▶ **Task statement**: Could you lay out the lines from the one containing "Run through the image and locate every blurred player" through the end of the items, inclusive, as a numbered list with blank lines and pictures left out?

· · · · ·

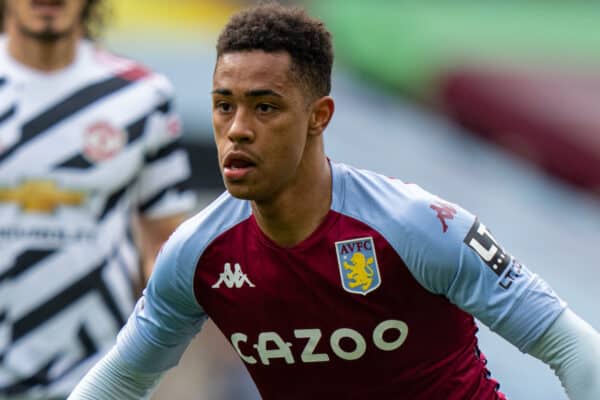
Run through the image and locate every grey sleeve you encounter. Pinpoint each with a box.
[67,348,164,400]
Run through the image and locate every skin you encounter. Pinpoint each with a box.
[212,50,334,247]
[4,0,85,72]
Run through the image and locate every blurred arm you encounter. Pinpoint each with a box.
[529,309,600,400]
[137,213,187,282]
[67,348,164,400]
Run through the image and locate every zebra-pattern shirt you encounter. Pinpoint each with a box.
[0,36,194,398]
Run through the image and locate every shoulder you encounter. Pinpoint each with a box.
[332,162,476,293]
[159,192,252,267]
[336,164,475,240]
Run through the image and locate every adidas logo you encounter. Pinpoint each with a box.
[212,263,254,289]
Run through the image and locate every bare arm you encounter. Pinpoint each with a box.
[529,309,600,400]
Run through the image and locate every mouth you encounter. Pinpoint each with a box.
[31,0,65,17]
[223,152,256,181]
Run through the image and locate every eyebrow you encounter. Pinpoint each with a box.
[211,89,283,97]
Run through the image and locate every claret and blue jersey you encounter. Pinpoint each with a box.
[118,162,565,400]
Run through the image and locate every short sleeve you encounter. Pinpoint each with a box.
[406,195,566,351]
[117,219,207,372]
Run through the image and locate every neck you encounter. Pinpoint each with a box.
[7,24,80,72]
[252,148,332,247]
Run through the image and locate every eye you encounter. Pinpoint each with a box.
[256,103,277,114]
[214,101,233,113]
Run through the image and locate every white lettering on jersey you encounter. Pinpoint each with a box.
[294,329,329,363]
[212,263,254,289]
[253,332,294,365]
[231,319,408,365]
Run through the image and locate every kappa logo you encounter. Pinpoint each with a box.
[429,202,456,233]
[212,263,254,289]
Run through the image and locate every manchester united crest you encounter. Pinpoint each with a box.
[83,121,127,163]
[335,237,381,295]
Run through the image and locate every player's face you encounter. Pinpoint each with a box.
[212,51,311,201]
[6,0,86,41]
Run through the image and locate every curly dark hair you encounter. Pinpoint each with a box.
[0,0,111,40]
[217,1,333,97]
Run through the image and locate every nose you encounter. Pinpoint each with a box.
[227,107,254,143]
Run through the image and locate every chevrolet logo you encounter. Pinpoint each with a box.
[0,180,85,213]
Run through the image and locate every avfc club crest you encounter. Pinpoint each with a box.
[335,237,381,295]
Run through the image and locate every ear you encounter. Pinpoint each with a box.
[308,96,335,136]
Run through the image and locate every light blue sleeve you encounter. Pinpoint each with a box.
[397,187,566,352]
[334,167,566,352]
[117,214,207,372]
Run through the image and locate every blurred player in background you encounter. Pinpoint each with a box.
[0,0,195,399]
[70,4,600,400]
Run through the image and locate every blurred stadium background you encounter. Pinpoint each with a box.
[105,0,600,400]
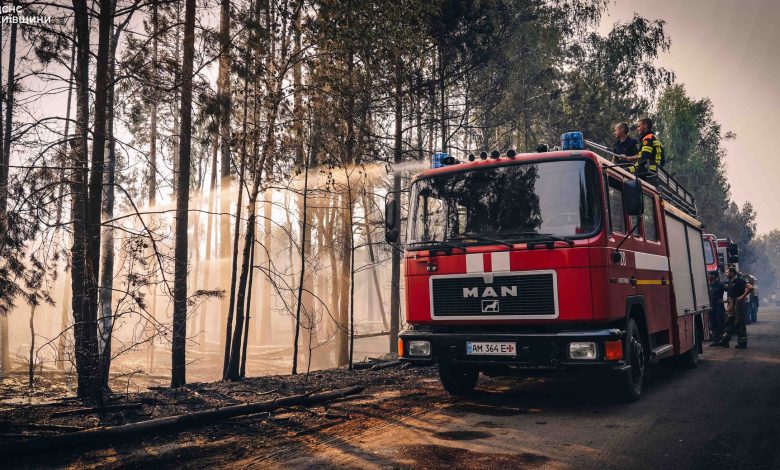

· · · · ·

▶ **Result for this exercise**:
1. Run through the image and locate every blurred player in background you encounter. Pinpoint each with a box.
2. [0,0,195,399]
3. [70,4,600,400]
4. Run through the image and locate every blurred stadium background you encounter. Pinpoint each with a box.
5. [105,0,600,400]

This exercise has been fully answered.